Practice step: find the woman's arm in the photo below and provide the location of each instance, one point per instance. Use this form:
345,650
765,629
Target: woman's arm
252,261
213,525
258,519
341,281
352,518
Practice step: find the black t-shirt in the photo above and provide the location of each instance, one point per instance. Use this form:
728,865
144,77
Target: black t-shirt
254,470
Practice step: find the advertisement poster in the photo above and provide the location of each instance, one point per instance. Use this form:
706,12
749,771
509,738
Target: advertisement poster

━━━━━━━━━━━━━━━━━━━━

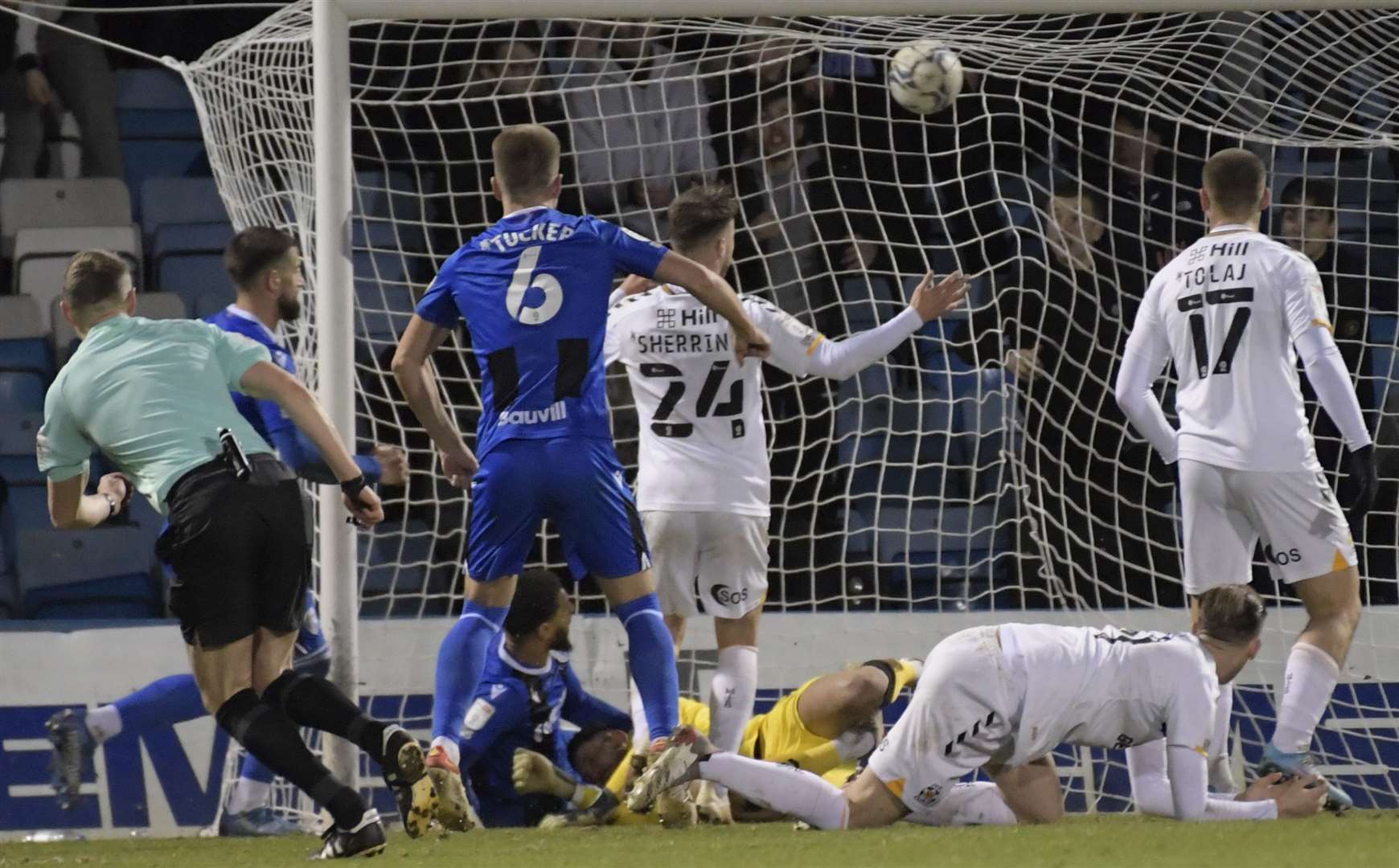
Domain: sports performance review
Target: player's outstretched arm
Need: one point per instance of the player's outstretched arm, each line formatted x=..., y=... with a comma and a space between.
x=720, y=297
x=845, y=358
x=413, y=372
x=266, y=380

━━━━━━━━━━━━━━━━━━━━

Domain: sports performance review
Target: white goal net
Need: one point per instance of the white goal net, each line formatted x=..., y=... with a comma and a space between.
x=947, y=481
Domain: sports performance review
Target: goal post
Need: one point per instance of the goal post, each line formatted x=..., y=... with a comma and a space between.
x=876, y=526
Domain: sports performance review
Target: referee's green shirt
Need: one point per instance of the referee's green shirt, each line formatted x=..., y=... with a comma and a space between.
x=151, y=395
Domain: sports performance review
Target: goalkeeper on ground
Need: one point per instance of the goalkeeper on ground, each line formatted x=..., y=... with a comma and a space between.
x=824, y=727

━━━━━━━━━━━━━━━━━━━━

| Task brief |
Only the lines containing the string "find" are needed; pull them out of the records.

| Exercise response |
Practice step: find the woman's arm in the photo below and provide the location of each instance, one point per instance. Use this form:
Practice step: find the black t-shirt in the photo above and provide the location of each instance, one point per instance. Use this form:
Practice step: find the advertisement poster in the photo above and provide the location of each instance, one point per instance. Use this form:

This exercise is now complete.